■ REQUIRED WORK
Exactly as written, return all the data, leaving its pictures behind.

[Natural language region descriptions]
BEGIN

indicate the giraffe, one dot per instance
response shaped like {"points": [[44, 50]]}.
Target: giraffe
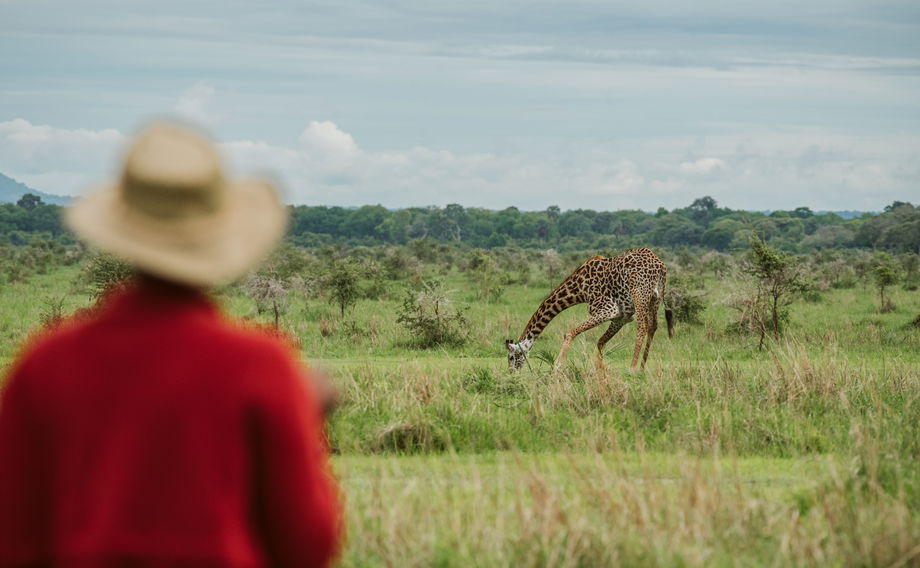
{"points": [[615, 289]]}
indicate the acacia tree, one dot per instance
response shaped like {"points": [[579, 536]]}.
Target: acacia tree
{"points": [[342, 280], [779, 278], [885, 274]]}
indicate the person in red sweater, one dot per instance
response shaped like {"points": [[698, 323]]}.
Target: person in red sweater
{"points": [[155, 432]]}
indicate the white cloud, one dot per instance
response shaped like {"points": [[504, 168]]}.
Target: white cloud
{"points": [[703, 166], [53, 159], [328, 142], [195, 103], [326, 165]]}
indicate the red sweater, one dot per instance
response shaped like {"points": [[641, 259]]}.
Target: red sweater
{"points": [[155, 434]]}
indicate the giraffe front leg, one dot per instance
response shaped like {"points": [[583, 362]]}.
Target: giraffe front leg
{"points": [[640, 339], [593, 321], [650, 334]]}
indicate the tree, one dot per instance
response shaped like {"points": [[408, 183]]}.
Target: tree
{"points": [[703, 209], [342, 280], [779, 277], [885, 274]]}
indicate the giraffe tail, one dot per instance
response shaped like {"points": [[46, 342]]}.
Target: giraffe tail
{"points": [[668, 312]]}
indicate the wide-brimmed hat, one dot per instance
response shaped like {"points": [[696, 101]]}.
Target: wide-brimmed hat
{"points": [[174, 214]]}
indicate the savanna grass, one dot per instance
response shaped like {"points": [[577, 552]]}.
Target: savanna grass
{"points": [[720, 453]]}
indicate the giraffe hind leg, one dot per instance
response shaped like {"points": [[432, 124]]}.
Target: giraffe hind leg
{"points": [[615, 326]]}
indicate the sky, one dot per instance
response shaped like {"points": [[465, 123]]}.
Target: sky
{"points": [[600, 105]]}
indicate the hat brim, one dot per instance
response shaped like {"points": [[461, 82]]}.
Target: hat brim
{"points": [[205, 250]]}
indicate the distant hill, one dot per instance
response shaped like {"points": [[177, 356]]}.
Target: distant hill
{"points": [[11, 190]]}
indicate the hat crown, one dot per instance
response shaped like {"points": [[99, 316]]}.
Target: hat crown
{"points": [[172, 173]]}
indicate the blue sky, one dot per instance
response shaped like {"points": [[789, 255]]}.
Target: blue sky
{"points": [[580, 104]]}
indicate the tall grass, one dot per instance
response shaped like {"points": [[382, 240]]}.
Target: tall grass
{"points": [[803, 453], [622, 509]]}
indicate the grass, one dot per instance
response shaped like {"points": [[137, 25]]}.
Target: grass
{"points": [[631, 509], [719, 453]]}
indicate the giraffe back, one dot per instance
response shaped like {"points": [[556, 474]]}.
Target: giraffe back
{"points": [[634, 277]]}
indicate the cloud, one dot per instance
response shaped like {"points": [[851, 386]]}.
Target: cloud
{"points": [[327, 166], [326, 141], [56, 159], [195, 103], [703, 166]]}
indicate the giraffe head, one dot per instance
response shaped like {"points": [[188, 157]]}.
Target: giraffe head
{"points": [[517, 352]]}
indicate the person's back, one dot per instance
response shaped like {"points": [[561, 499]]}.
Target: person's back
{"points": [[156, 433]]}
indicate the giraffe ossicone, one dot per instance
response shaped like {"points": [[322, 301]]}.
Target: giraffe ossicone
{"points": [[616, 290]]}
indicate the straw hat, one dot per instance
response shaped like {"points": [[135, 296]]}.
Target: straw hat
{"points": [[175, 215]]}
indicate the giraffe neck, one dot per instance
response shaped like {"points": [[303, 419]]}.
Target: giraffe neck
{"points": [[564, 296]]}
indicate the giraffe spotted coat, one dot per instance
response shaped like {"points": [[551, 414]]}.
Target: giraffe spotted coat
{"points": [[629, 285]]}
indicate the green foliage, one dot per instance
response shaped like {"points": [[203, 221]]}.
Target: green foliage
{"points": [[778, 278], [106, 273], [885, 274], [342, 281], [686, 299], [431, 319]]}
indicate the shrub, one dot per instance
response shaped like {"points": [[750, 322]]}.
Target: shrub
{"points": [[107, 273], [430, 317]]}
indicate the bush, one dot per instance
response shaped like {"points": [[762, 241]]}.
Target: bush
{"points": [[107, 273], [686, 305], [431, 319]]}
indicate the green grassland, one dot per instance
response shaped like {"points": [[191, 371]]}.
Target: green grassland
{"points": [[804, 452]]}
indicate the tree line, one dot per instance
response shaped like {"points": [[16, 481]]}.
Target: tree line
{"points": [[702, 224]]}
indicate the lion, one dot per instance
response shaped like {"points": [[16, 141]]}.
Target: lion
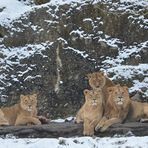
{"points": [[22, 113], [117, 107], [3, 120], [92, 110], [138, 111], [99, 80]]}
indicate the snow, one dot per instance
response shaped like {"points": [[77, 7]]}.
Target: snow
{"points": [[76, 142], [11, 10]]}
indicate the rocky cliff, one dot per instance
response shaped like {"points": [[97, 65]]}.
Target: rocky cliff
{"points": [[50, 48]]}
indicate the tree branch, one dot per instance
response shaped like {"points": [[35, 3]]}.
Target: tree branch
{"points": [[67, 129]]}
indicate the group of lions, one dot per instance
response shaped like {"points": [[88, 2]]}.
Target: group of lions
{"points": [[106, 104], [25, 112]]}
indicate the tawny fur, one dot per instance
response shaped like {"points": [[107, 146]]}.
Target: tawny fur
{"points": [[92, 110], [24, 112], [117, 107], [3, 120]]}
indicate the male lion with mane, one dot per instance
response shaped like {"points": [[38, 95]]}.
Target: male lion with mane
{"points": [[24, 112], [92, 110], [117, 107], [99, 80]]}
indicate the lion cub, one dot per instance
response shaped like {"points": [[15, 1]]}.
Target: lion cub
{"points": [[99, 80], [117, 107], [24, 112], [3, 120], [92, 110]]}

END

■ ANSWER TO THE EXERCISE
indicate the giraffe, one dot per instance
response shaped like {"points": [[44, 50]]}.
Target: giraffe
{"points": [[615, 289]]}
indicate the acacia tree, one dot per instance
response shaped like {"points": [[579, 536]]}.
Target: acacia tree
{"points": [[342, 280], [779, 278], [885, 274]]}
indicate the person in red sweater, one dot per instance
response shaped like {"points": [[698, 323]]}.
Target: person in red sweater
{"points": [[155, 432]]}
indicate the white cloud, one dot per instance
response shaped like {"points": [[504, 168]]}.
Target: white cloud
{"points": [[703, 166], [53, 159], [328, 142], [195, 103], [326, 165]]}
indicate the red sweater, one dot per instance
response shaped like {"points": [[641, 259]]}.
Target: red sweater
{"points": [[155, 434]]}
indicate the giraffe front leg, one dot per instance
response shaped like {"points": [[583, 362]]}.
Target: giraffe front leg
{"points": [[640, 339], [593, 321], [650, 334]]}
indicate the tree, one dot per instance
response shaped like {"points": [[408, 183]]}.
Target: tree
{"points": [[703, 209], [342, 280], [779, 277], [885, 274]]}
indicate the giraffe tail, one dot per instance
response shaped like {"points": [[46, 342]]}.
Target: giraffe tail
{"points": [[668, 312]]}
indicate the wide-brimmed hat, one dot per instance
response shaped like {"points": [[696, 101]]}.
Target: wide-brimmed hat
{"points": [[174, 214]]}
indicate the savanna grass, one dot per instance
response shaped like {"points": [[577, 552]]}.
Target: savanna grass
{"points": [[720, 453]]}
indicate the giraffe hind leg, one dot per instance
response shaped like {"points": [[432, 124]]}.
Target: giraffe hind leg
{"points": [[615, 326]]}
indicate the sky, one dot per instance
response shaped like {"points": [[465, 123]]}.
Target: sky
{"points": [[600, 105]]}
indicate the hat brim, one dot per instance
response shaped like {"points": [[461, 82]]}.
Target: hat brim
{"points": [[205, 250]]}
indicate the distant hill, one dot per instance
response shaped like {"points": [[177, 356]]}.
Target: distant hill
{"points": [[11, 190]]}
indicate the hat crown, one dot per instance
response shaped like {"points": [[99, 316]]}.
Target: hat crown
{"points": [[172, 173]]}
indicate the blue sky, one dot per instance
response shaped like {"points": [[789, 255]]}.
Target: blue sky
{"points": [[580, 104]]}
indicate the tall grass, one dot per instance
response shaped like {"points": [[382, 240]]}.
Target: tall grass
{"points": [[803, 453], [622, 509]]}
indicate the grass, one dot per instance
response shaped like {"points": [[137, 25]]}.
Target: grass
{"points": [[631, 509], [719, 453]]}
indicate the giraffe back, one dot per instance
response shaped like {"points": [[556, 474]]}.
Target: giraffe back
{"points": [[634, 277]]}
indicate the cloud, one dot per instance
response shaped like {"points": [[851, 386]]}.
Target: cloud
{"points": [[327, 166], [326, 141], [56, 159], [195, 103], [703, 166]]}
indicate the giraffe head, one dot per instance
response shaped like {"points": [[188, 157]]}.
Target: giraffe head
{"points": [[517, 352]]}
indicate the person's back, one dot per instance
response shaped like {"points": [[561, 499]]}.
Target: person's back
{"points": [[156, 433]]}
indicate the giraffe ossicone, one dot per instance
response shaped like {"points": [[322, 301]]}.
Target: giraffe ossicone
{"points": [[616, 290]]}
indicate the straw hat, one dot per instance
response shaped like {"points": [[135, 296]]}.
Target: straw hat
{"points": [[175, 215]]}
indicate the giraffe neck, one dot per instance
response shaped like {"points": [[303, 419]]}.
Target: giraffe neck
{"points": [[564, 296]]}
indicate the giraffe spotted coat, one dot per instance
response shaped like {"points": [[551, 414]]}.
Target: giraffe spotted coat
{"points": [[629, 285]]}
indicate the green foliage, one dot per instance
response shaped like {"points": [[203, 221]]}.
Target: green foliage
{"points": [[778, 278], [106, 273], [885, 274], [342, 281], [686, 299], [431, 319]]}
indicate the shrub, one dot per instance
response shaped like {"points": [[750, 322]]}.
Target: shrub
{"points": [[107, 273], [430, 317]]}
indicate the bush, one dot per instance
response shaped like {"points": [[762, 241]]}.
Target: bush
{"points": [[107, 273], [686, 305], [431, 319]]}
indicate the green grassland, one dot per instance
response shaped like {"points": [[191, 371]]}.
Target: green grassland
{"points": [[804, 452]]}
indicate the tree line, one dot per instance
response shaped like {"points": [[16, 481]]}.
Target: tree line
{"points": [[702, 224]]}
indicate the lion, one dot per instance
response shaped like {"points": [[16, 141]]}.
Target: lion
{"points": [[22, 113], [117, 107], [3, 120], [92, 110], [138, 111], [99, 80]]}
indicate the snow, one dot per instance
response shaped like {"points": [[77, 7]]}.
Target: snow
{"points": [[76, 142], [11, 10]]}
indicate the rocky cliff, one dot per instance
response shaped like {"points": [[97, 65]]}.
Target: rocky cliff
{"points": [[50, 48]]}
indicate the tree branch, one dot per instance
response shaped like {"points": [[35, 3]]}.
Target: tree branch
{"points": [[67, 129]]}
indicate the group of lions, one dot per instance
response shaped like {"points": [[88, 2]]}.
Target: group of lions
{"points": [[106, 104], [25, 112]]}
indicate the tawny fur, one dot per instance
response shaped like {"points": [[107, 146]]}.
Target: tawny fur
{"points": [[92, 110], [24, 112], [117, 107], [3, 120]]}
indicate the male lion with mane, one dot per instance
response shaped like {"points": [[38, 95]]}.
Target: male lion with mane
{"points": [[24, 112], [92, 110], [117, 107], [99, 80]]}
indicate the lion cub, one dot per instance
response shaped like {"points": [[15, 1]]}.
Target: lion cub
{"points": [[99, 80], [117, 107], [24, 112], [3, 120], [92, 110]]}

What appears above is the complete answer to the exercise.